Learning-AI

3DSSD: Point-based 3D Single Stage Object Detector

January 2021

tl;dr: Single-stage, anchor-free point-based lidar object detector.

Overall impression

This study brings the point-based lidar object detectors (PointRCNN) to the realtime realm. Almost all previous real-time lidar object detectors are voxel based, such as PIXOR, PointPollars and VoxelNet.

Existing point based lidar object detector have largely four stages

Set abstraction (SA): downsampling to get representative points
Feature propagation (FP): upsampling
RPN on each point
Refinement stage

The feature propagation and refinement module takes more than half of the time and thus need to be eliminated. The largest contribution of 3DSSD is the use of feature based furthest point sampling to eliminate the need for feature propagation. –> This reminds me of feature-metric loss ECCV 2020 in monocular depth estimation, and BEV feat sticthing.

The paper introduces quite a few acronyms which makes the paper a bit hard to read.

Key ideas

Set abstraction (SA) sampling: it takes the form of furthest point sampling (FPS) based on Euclidean distance, or D-FPS.
- The downsampled representative points by D-FPS discards too many points on the FG objects. Thus FP layer has to be used to recall the discarded points.
- Feature-FPS takes in the semantic feature distance to solve this issue.
Fusion sampling (FS): A combined feature-FPS and distance-FPS yields the best performance.
Candidate generation (CG): shift the points selected by F-FPS to the center, by a dedicated supervision loss. The shifted representative points are called candidate points.

> _Requirements_:
a – For each statement, answer yes or no according to the 3DSSD notes, and quote the words of the notes that decide it. (i) Nearly all earlier real-time lidar object detectors were voxel based. (ii) Sampling with D-FPS keeps most of the points on the FG objects. (iii) Fusion sampling combines feature-FPS with distance-FPS.
b – According to the 3DSSD notes, why has a feature propagation layer been needed when set abstraction uses D-FPS?
c – List every stage that the 3DSSD notes give for existing point-based lidar object detectors.
The material after this point is not needed.

> _Provided data_:
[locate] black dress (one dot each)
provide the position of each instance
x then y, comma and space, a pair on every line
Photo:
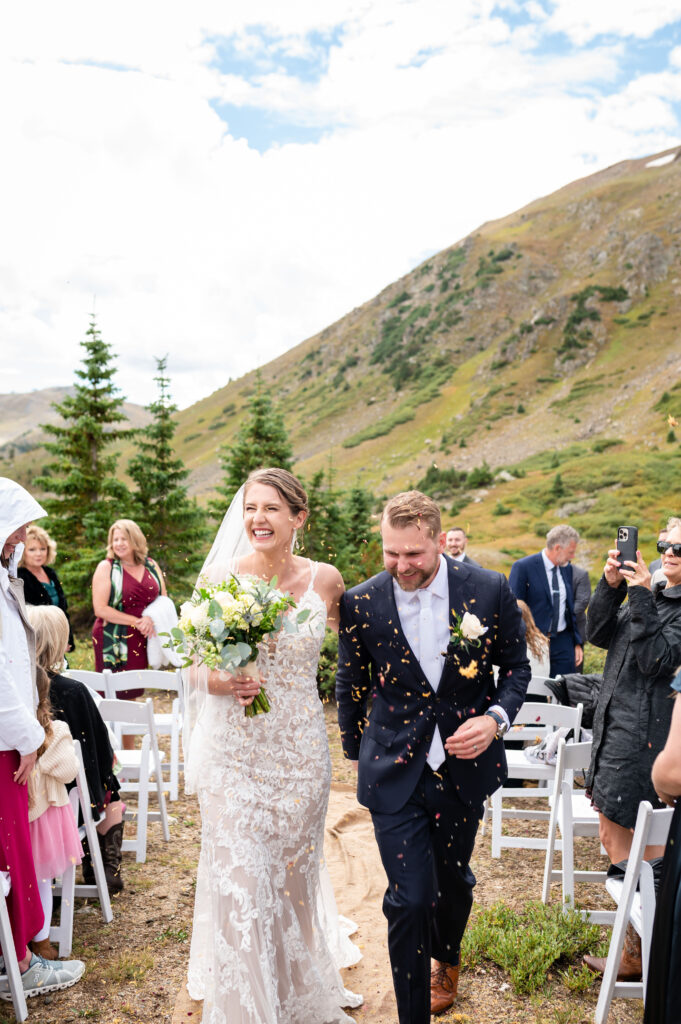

> _Answers to the problems_:
a –
(i) Yes: "Almost all previous real-time lidar object detectors are voxel based"
(ii) No: "The downsampled representative points by D-FPS discards too many points on the FG objects."
(iii) Yes: "A combined feature-FPS and distance-FPS yields the best performance."

b – The representative points that D-FPS downsamples discard too many points on the FG objects. The FP layer therefore has to be used to recall those discarded points.

c –
Set abstraction (SA)
Feature propagation (FP)
RPN on each point
Refinement stage